What the task asks –
Leaving the pictures aside, transcribe the data below exactly.

BEGIN Data excerpts

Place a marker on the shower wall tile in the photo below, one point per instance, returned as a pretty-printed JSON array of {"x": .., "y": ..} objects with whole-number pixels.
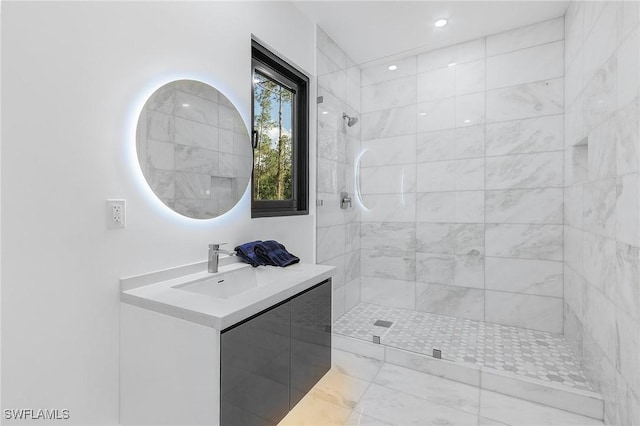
[
  {"x": 450, "y": 300},
  {"x": 599, "y": 207},
  {"x": 470, "y": 109},
  {"x": 436, "y": 176},
  {"x": 526, "y": 100},
  {"x": 436, "y": 146},
  {"x": 469, "y": 271},
  {"x": 470, "y": 77},
  {"x": 601, "y": 41},
  {"x": 388, "y": 122},
  {"x": 524, "y": 310},
  {"x": 527, "y": 276},
  {"x": 436, "y": 115},
  {"x": 459, "y": 53},
  {"x": 537, "y": 63},
  {"x": 601, "y": 239},
  {"x": 601, "y": 159},
  {"x": 435, "y": 207},
  {"x": 628, "y": 209},
  {"x": 352, "y": 294},
  {"x": 435, "y": 268},
  {"x": 437, "y": 84},
  {"x": 379, "y": 73},
  {"x": 390, "y": 94},
  {"x": 388, "y": 236},
  {"x": 439, "y": 238},
  {"x": 389, "y": 208},
  {"x": 352, "y": 265},
  {"x": 352, "y": 235},
  {"x": 628, "y": 277},
  {"x": 470, "y": 142},
  {"x": 599, "y": 263},
  {"x": 392, "y": 264},
  {"x": 628, "y": 138},
  {"x": 338, "y": 230},
  {"x": 542, "y": 170},
  {"x": 525, "y": 136},
  {"x": 542, "y": 242},
  {"x": 330, "y": 242},
  {"x": 388, "y": 179},
  {"x": 338, "y": 280},
  {"x": 469, "y": 206},
  {"x": 525, "y": 206},
  {"x": 474, "y": 160},
  {"x": 388, "y": 292},
  {"x": 520, "y": 38},
  {"x": 628, "y": 66},
  {"x": 470, "y": 174},
  {"x": 599, "y": 95},
  {"x": 469, "y": 239},
  {"x": 388, "y": 151}
]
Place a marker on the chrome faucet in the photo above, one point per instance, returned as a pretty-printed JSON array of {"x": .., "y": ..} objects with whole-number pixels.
[{"x": 214, "y": 252}]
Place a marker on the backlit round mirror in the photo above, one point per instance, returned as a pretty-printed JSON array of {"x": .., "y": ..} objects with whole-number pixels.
[{"x": 194, "y": 149}]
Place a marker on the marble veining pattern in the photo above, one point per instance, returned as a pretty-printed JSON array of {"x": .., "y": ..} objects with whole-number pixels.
[
  {"x": 364, "y": 391},
  {"x": 531, "y": 353}
]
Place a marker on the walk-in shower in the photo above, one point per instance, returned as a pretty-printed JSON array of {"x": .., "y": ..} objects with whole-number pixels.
[{"x": 457, "y": 246}]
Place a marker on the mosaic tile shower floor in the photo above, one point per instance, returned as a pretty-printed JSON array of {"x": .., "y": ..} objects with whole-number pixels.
[{"x": 531, "y": 353}]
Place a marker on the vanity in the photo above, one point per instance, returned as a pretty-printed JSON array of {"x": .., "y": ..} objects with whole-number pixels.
[{"x": 238, "y": 347}]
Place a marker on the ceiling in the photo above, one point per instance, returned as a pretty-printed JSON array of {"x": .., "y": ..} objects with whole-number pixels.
[{"x": 371, "y": 30}]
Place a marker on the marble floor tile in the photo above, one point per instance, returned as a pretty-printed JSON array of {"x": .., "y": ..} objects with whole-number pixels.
[
  {"x": 315, "y": 411},
  {"x": 426, "y": 386},
  {"x": 340, "y": 389},
  {"x": 358, "y": 419},
  {"x": 513, "y": 411},
  {"x": 357, "y": 366},
  {"x": 530, "y": 353},
  {"x": 400, "y": 408}
]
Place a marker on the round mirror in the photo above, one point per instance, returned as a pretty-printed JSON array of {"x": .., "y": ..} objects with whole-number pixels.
[{"x": 194, "y": 149}]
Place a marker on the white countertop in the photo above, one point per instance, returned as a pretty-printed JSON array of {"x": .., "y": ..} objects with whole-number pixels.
[{"x": 159, "y": 293}]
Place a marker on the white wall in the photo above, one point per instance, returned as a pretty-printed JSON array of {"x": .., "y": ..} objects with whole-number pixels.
[{"x": 74, "y": 75}]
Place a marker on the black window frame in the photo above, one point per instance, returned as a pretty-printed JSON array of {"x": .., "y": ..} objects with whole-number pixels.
[{"x": 269, "y": 64}]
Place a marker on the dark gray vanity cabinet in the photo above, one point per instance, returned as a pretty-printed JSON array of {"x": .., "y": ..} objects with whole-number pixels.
[
  {"x": 310, "y": 340},
  {"x": 271, "y": 360}
]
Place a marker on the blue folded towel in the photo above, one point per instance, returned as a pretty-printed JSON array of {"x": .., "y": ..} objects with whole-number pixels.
[
  {"x": 273, "y": 253},
  {"x": 247, "y": 253}
]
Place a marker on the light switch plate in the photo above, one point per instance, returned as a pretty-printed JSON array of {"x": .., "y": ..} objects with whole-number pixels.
[{"x": 116, "y": 213}]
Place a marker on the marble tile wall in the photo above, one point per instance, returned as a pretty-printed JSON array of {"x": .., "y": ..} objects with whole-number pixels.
[
  {"x": 602, "y": 199},
  {"x": 338, "y": 230},
  {"x": 461, "y": 179}
]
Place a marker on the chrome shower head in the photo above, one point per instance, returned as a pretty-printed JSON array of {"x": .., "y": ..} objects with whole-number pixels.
[{"x": 351, "y": 121}]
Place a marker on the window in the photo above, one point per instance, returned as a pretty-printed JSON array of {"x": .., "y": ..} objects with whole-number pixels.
[{"x": 280, "y": 134}]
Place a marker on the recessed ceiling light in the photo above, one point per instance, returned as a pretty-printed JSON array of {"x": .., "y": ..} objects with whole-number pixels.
[{"x": 440, "y": 23}]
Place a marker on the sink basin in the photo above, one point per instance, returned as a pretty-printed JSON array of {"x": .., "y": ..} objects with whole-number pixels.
[
  {"x": 238, "y": 279},
  {"x": 224, "y": 285}
]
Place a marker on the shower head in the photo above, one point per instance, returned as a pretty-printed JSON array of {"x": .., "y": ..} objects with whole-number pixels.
[{"x": 351, "y": 121}]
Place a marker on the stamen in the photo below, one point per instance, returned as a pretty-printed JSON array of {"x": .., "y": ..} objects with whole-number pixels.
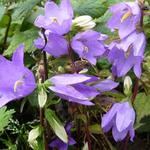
[
  {"x": 17, "y": 83},
  {"x": 126, "y": 15},
  {"x": 54, "y": 20}
]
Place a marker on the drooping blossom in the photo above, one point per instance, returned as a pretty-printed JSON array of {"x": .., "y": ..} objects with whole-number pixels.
[
  {"x": 89, "y": 45},
  {"x": 56, "y": 44},
  {"x": 122, "y": 62},
  {"x": 76, "y": 87},
  {"x": 125, "y": 18},
  {"x": 136, "y": 40},
  {"x": 16, "y": 81},
  {"x": 57, "y": 19},
  {"x": 60, "y": 145},
  {"x": 120, "y": 118}
]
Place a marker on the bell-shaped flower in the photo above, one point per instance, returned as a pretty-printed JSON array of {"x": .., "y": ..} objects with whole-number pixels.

END Data excerpts

Answer space –
Place a marker on the shower wall tile in the photo below, one point per instance, returned as a pretty-printed JSON array of {"x": .., "y": ..} objects with whole-number pixels.
[
  {"x": 450, "y": 300},
  {"x": 599, "y": 207},
  {"x": 470, "y": 109},
  {"x": 436, "y": 176},
  {"x": 526, "y": 100},
  {"x": 436, "y": 146},
  {"x": 469, "y": 271},
  {"x": 470, "y": 77},
  {"x": 601, "y": 41},
  {"x": 388, "y": 122},
  {"x": 524, "y": 310},
  {"x": 527, "y": 276},
  {"x": 436, "y": 115},
  {"x": 459, "y": 53},
  {"x": 537, "y": 63},
  {"x": 601, "y": 239},
  {"x": 601, "y": 159},
  {"x": 435, "y": 207},
  {"x": 628, "y": 209},
  {"x": 352, "y": 294},
  {"x": 435, "y": 268},
  {"x": 437, "y": 84},
  {"x": 379, "y": 73},
  {"x": 390, "y": 94},
  {"x": 388, "y": 236},
  {"x": 439, "y": 238},
  {"x": 389, "y": 208},
  {"x": 352, "y": 265},
  {"x": 352, "y": 235},
  {"x": 628, "y": 277},
  {"x": 470, "y": 142},
  {"x": 599, "y": 263},
  {"x": 392, "y": 264},
  {"x": 628, "y": 138},
  {"x": 338, "y": 230},
  {"x": 542, "y": 170},
  {"x": 525, "y": 136},
  {"x": 542, "y": 242},
  {"x": 330, "y": 242},
  {"x": 388, "y": 179},
  {"x": 338, "y": 280},
  {"x": 469, "y": 206},
  {"x": 525, "y": 206},
  {"x": 474, "y": 160},
  {"x": 388, "y": 292},
  {"x": 520, "y": 38},
  {"x": 628, "y": 66},
  {"x": 470, "y": 174},
  {"x": 599, "y": 95},
  {"x": 469, "y": 239},
  {"x": 388, "y": 151}
]
Place a marker on the chrome faucet in the photo above, one point per instance, returned as a pretty-printed JSON array of {"x": .., "y": ..} objects with whole-number pixels.
[{"x": 214, "y": 252}]
Place a marker on the backlit round mirror in the photo above, one point per instance, returned as a pretty-printed JSON array of {"x": .., "y": ..} objects with whole-number pixels.
[{"x": 194, "y": 149}]
Place a marker on the marble veining pattern in the photo above, one point per instance, returned as a pretty-printed JSON array of {"x": .., "y": ..} objects with whole-number pixels.
[
  {"x": 364, "y": 391},
  {"x": 531, "y": 353}
]
Place a marker on the walk-in shower in the photo above, one point per instance, returned as a pretty-printed JSON array of {"x": .., "y": ..} objects with whole-number pixels.
[{"x": 457, "y": 246}]
Place a marker on the mosaic tile shower floor in the photo above, one point per instance, returned as a pretty-printed JSON array of {"x": .., "y": ..} objects with whole-number pixels.
[{"x": 531, "y": 353}]
Place a marker on the vanity in the photo above, one point per instance, returned as a pretty-printed JSON array of {"x": .., "y": ..} objects with whole-number pixels.
[{"x": 238, "y": 347}]
Place a marker on the ceiling in the photo above, one point per instance, returned as a pretty-printed JSON array of {"x": .., "y": ..} objects with whole-number pixels.
[{"x": 371, "y": 30}]
Place a marker on the marble floor tile in the photo above, one point per instance, returned as a pretty-printed JSON array of {"x": .., "y": ..} objects with whole-number pixels.
[
  {"x": 315, "y": 411},
  {"x": 426, "y": 386},
  {"x": 340, "y": 389},
  {"x": 358, "y": 419},
  {"x": 513, "y": 411},
  {"x": 357, "y": 366},
  {"x": 530, "y": 353},
  {"x": 400, "y": 408}
]
Place a marker on the round mirror in the photo above, one point per instance, returned as a pretty-printed JSON array of {"x": .., "y": ..} objects with whole-number pixels.
[{"x": 194, "y": 149}]
Place a marker on the white countertop in the photo above, one point per instance, returned as a pretty-printed JSON array of {"x": .., "y": ..} objects with whole-number pixels.
[{"x": 159, "y": 293}]
Place a marker on the white wall in the photo above, one point per instance, returned as a pretty-printed JSON array of {"x": .., "y": ..} objects with whole-number pixels.
[{"x": 74, "y": 75}]
Place a marker on the black window frame in the photo above, one point per instance, returned as a pretty-printed JSON array of {"x": .., "y": ..} objects with whole-number pixels.
[{"x": 269, "y": 64}]
Place a marker on the dark gray vanity cabinet in the photo above, one point per instance, returned as a pretty-printed JSON array of {"x": .., "y": ..} objects with whole-number pixels.
[
  {"x": 310, "y": 340},
  {"x": 271, "y": 360}
]
Place a marker on the blue folded towel in the photo above, one point per instance, returned as a pretty-printed JSON array of {"x": .., "y": ..} objects with whole-number pixels.
[
  {"x": 273, "y": 253},
  {"x": 247, "y": 253}
]
Place a marker on the light switch plate in the photo above, one point per instance, returned as a pretty-printed JSON array of {"x": .., "y": ..} objects with whole-number pixels.
[{"x": 116, "y": 213}]
Place a marker on the marble tile wall in the photo above, one point per instance, returned as a pretty-printed JSON array of {"x": .., "y": ..} objects with whole-number pixels.
[
  {"x": 602, "y": 199},
  {"x": 338, "y": 230},
  {"x": 461, "y": 179}
]
Place a marker on the chrome shower head in the photo above, one point per instance, returned as a pretty-printed JSON array of {"x": .., "y": ..} objects with whole-number pixels.
[{"x": 351, "y": 121}]
Place a marker on the window in the photo above, one point per instance, returned as a pretty-printed JSON array of {"x": .., "y": ..} objects with whole-number pixels.
[{"x": 280, "y": 134}]
Place a marker on the recessed ceiling light in the photo above, one point per instance, returned as a pretty-printed JSON array of {"x": .., "y": ..} objects with whole-number pixels.
[{"x": 440, "y": 23}]
Place a marker on the sink basin in the photo above, one point per instance, returned as a pretty-printed JSON array of {"x": .., "y": ..} objects with whole-number pixels.
[
  {"x": 238, "y": 279},
  {"x": 224, "y": 285}
]
Place a marker on the shower head in the photo above, one point per instance, returned as a pretty-printed JSON array of {"x": .., "y": ..} objects with whole-number pixels.
[{"x": 351, "y": 121}]
Place a marker on the stamen in the photo below, one point per instance, returned as a pretty-printed JSON array of {"x": .., "y": ..} objects with whole-number pixels.
[
  {"x": 17, "y": 83},
  {"x": 126, "y": 15},
  {"x": 54, "y": 20}
]
Place a marker on the drooping blossom in the photo above, one point per instance, returned as a pretty-printed JSON array of {"x": .., "y": ..} objects with whole-number pixels.
[
  {"x": 89, "y": 45},
  {"x": 56, "y": 44},
  {"x": 122, "y": 62},
  {"x": 76, "y": 87},
  {"x": 125, "y": 18},
  {"x": 136, "y": 40},
  {"x": 16, "y": 81},
  {"x": 57, "y": 19},
  {"x": 60, "y": 145},
  {"x": 120, "y": 118}
]
Place a marker on the bell-shaped flower in the photo above, one point per instance, returned as a pretty-printed JSON array of {"x": .., "y": ..} objects with whole-number pixels.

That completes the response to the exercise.